* begin Data for the task *

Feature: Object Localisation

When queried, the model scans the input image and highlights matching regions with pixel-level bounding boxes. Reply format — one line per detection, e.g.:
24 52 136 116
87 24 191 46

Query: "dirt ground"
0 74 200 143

* end Data for the task *

The problem: Copy the data above line for line, keeping every character unchanged.

Complete output:
Feature: Object Localisation

When queried, the model scans the input image and highlights matching regions with pixel-level bounding boxes. Reply format — one line per detection, e.g.:
24 52 136 116
87 24 191 46

Query: "dirt ground"
0 74 200 143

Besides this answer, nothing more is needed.